What are you celebrating today?

At Least, I’m Told It’s Normal

May 31st, 2009

And he has a mad set of wheels.

In two weeks he will turn three. He seems to be, out of all of my children (and I count The Daddy and the cat here too), the most normal.  He does normal pre-schooler things. He reacts as an almost-three-year-old should to new challenges, routines, stimulus. He sits when he is asked to sit. He fingerpaints when he is asked to fingerpaint. He takes pride in going potty. Sometimes he refuses to do these things and throws himself on the floor wailing and thrashing in a Terrible Threes tantrum. But only at home. Nobody looks at The Wictor and passes judgement. He is a normal little boy, doing normal little boy things.

And yet, he is scarily switched on. “Mommy,” he told me one day, in that matter of fact way of his, “ice is like water”. He notices supermarket signs on the horizon, tiny caterpillars on leaves. He is observant. More than other children his age? I don’t know.  But he certainly can articulate what he sees.

-- Work instruction --
Extract the passage from the blog post "At Least, I'm Told It's Normal" starting at "May 31st, 2009" and ending at "little boy things.".

-- Listed entries --
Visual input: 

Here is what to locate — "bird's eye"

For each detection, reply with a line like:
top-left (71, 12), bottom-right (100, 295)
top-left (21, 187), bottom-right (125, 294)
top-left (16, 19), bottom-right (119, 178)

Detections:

-- Result --
May 31st, 2009

And he has a mad set of wheels.

In two weeks he will turn three. He seems to be, out of all of my children (and I count The Daddy and the cat here too), the most normal.  He does normal pre-schooler things. He reacts as an almost-three-year-old should to new challenges, routines, stimulus. He sits when he is asked to sit. He fingerpaints when he is asked to fingerpaint. He takes pride in going potty. Sometimes he refuses to do these things and throws himself on the floor wailing and thrashing in a Terrible Threes tantrum. But only at home. Nobody looks at The Wictor and passes judgement. He is a normal little boy, doing normal little boy things.